#### [Study questions]
**A.** Reproduce part of the passage on sugarcane aphid resistance word for word, starting at the words "Submitted to: Journal" and ending after the words "aphid population growth.".
**B.** Answer these questions using the passage on sugarcane aphid resistance:
(i) To which journal was the work submitted?
(ii) What is the publication acceptance date?
(iii) Which sugarcane variety is named as an example of a resistant one?
**C.** Write the next part of the passage on sugarcane aphid resistance, picking up after its final sentence.

#### [Passage provided]

____

Submitted to: Journal of Economic Entomology
Publication Type: Peer Reviewed Journal
Publication Acceptance Date: 4/22/2010
Publication Date: 8/1/2010
Citation: Akbar, W., Showler, A.T., White, W.H., Reagan, T.E. 2010. Categorizing sugarcane cultivar resistance to the sugarcane aphid and yellow sugarcane aphid (Hemiptera: Aphididae). Journal of Economic Entomology. 103(4):1431-1437. Interpretive Summary: Economically important virus diseases of sugarcane are vectored by two aphid species in the United States, and bases of crop resistance have not been identified. This greenhouse study tested different types of possible resistance mechanisms which include tolerance, repellency, and host plant suitability for aphid reproduction. We found that some varieties, such as HoCP 91-555, are resistant by impinging negatively on aphid population growth.

____

(Stored records)
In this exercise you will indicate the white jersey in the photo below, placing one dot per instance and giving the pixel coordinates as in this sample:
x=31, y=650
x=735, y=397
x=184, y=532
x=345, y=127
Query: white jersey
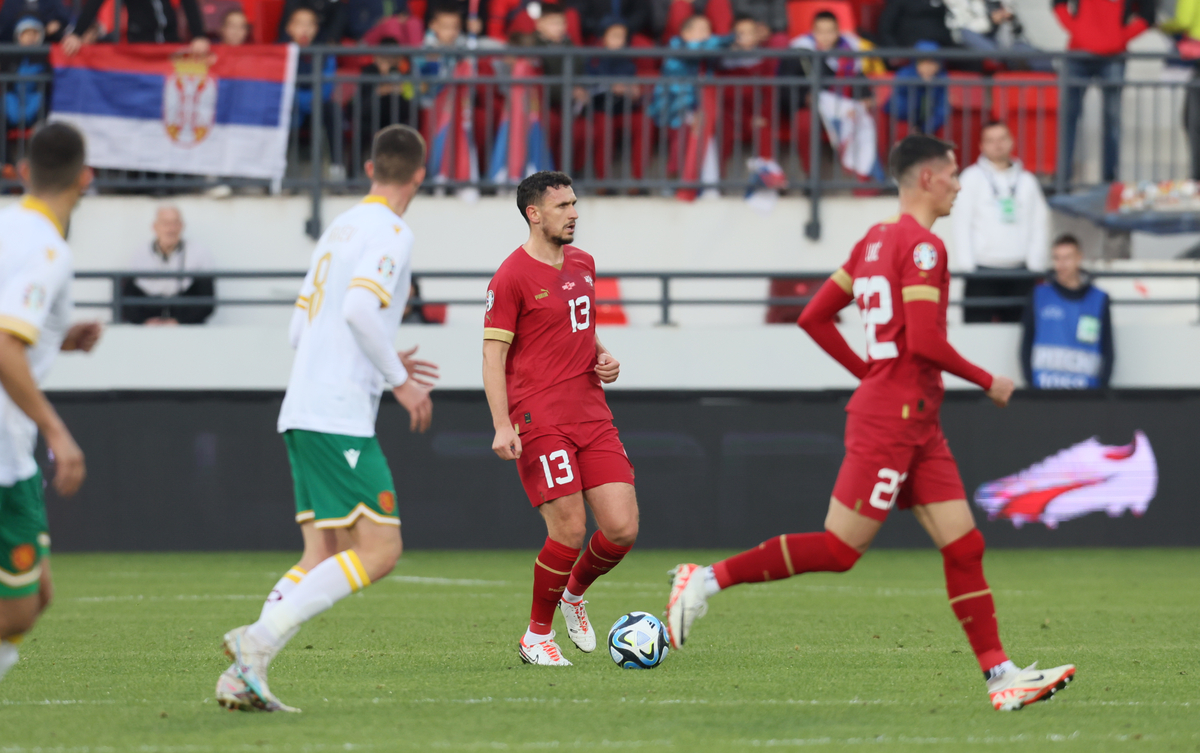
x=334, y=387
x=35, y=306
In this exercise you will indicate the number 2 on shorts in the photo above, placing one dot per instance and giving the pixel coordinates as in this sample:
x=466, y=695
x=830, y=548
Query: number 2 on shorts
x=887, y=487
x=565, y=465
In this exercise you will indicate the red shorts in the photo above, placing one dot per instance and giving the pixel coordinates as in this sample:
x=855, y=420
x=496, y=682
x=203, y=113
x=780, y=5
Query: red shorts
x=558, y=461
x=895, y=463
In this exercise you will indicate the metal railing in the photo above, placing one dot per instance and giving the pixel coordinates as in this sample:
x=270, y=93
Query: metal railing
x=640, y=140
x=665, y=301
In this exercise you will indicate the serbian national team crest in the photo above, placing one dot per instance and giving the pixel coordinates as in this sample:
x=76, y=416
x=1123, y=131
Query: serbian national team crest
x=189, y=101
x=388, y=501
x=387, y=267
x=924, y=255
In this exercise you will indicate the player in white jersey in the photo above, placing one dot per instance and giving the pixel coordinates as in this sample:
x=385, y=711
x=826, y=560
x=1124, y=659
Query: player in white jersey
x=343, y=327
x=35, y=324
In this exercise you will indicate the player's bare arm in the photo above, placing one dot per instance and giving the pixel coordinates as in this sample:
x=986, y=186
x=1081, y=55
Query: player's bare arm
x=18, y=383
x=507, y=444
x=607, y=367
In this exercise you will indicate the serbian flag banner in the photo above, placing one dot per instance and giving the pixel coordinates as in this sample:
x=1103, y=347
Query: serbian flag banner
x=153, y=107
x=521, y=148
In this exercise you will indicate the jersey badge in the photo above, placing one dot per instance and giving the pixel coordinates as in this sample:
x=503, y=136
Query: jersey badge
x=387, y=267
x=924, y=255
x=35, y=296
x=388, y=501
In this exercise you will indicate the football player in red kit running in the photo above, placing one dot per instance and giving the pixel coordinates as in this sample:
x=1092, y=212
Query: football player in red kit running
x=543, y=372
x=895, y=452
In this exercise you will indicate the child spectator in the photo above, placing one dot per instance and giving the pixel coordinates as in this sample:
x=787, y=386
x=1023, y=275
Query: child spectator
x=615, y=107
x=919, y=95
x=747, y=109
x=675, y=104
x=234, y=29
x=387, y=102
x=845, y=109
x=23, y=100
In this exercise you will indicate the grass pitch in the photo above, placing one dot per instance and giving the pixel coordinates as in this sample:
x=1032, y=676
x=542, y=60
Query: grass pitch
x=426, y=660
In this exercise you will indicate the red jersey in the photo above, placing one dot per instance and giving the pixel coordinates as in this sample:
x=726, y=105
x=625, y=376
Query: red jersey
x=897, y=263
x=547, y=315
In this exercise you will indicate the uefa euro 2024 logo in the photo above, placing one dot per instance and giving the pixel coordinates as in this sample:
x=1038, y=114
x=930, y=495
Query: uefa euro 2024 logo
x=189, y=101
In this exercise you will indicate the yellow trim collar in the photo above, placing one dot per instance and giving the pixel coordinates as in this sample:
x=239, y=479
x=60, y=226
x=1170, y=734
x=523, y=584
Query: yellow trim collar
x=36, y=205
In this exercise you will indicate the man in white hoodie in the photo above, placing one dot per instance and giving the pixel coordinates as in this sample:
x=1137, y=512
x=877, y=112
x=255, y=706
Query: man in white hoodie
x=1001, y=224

____

#### [Outputs in order]
**A.**
Submitted to: Journal of Economic Entomology
Publication Type: Peer Reviewed Journal
Publication Acceptance Date: 4/22/2010
Publication Date: 8/1/2010
Citation: Akbar, W., Showler, A.T., White, W.H., Reagan, T.E. 2010. Categorizing sugarcane cultivar resistance to the sugarcane aphid and yellow sugarcane aphid (Hemiptera: Aphididae). Journal of Economic Entomology. 103(4):1431-1437. Interpretive Summary: Economically important virus diseases of sugarcane are vectored by two aphid species in the United States, and bases of crop resistance have not been identified. This greenhouse study tested different types of possible resistance mechanisms which include tolerance, repellency, and host plant suitability for aphid reproduction. We found that some varieties, such as HoCP 91-555, are resistant by impinging negatively on aphid population growth.

**B.**
(i) Journal of Economic Entomology
(ii) 4/22/2010
(iii) HoCP 91-555

**C.**
Technical Abstract: Sugarcane in the U.S. is chiefly colonized by two aphid species, the sugarcane aphid, Melanaphis sacchari, and the yellow sugarcane aphid, Sipha flava, which vector economically important viruses of the crop. Greenhouse experiments were conducted to categorize commercial sugarcane cultivars for their ability to tolerate, or to express antixenotic and antibiotic effects on both aphid species. Antixenosis tests showed no preference among cultivars by either aphid species. Loss of chlorophyll content in tolerance tests also did not show differences among cultivars, but antibiosis tests revealed that several life history parameters were affected on the variety HoCP 91-555 as compared to L 97-128. Both aphid species exhibited lower intrinsic rate of increase, finite rate of increase, and longest generation time and doubling time on HoCP 91-555 relative to L 97-128. Tested cultivars can be ranked from most to least susceptible as L 97-128>LCP 85-384>HoCP 96-540>Ho 95-988>HoCP 91-555 for the sugarcane aphid, and L 97-128>LCP 85-384>HoCP 91-555 for the yellow sugarcane aphid. This study suggests that antibiosis is the dominant basis of resistance in sugarcane to both aphid species, and HoCP 91-555 might be useful for developing aphid resistant cultivars.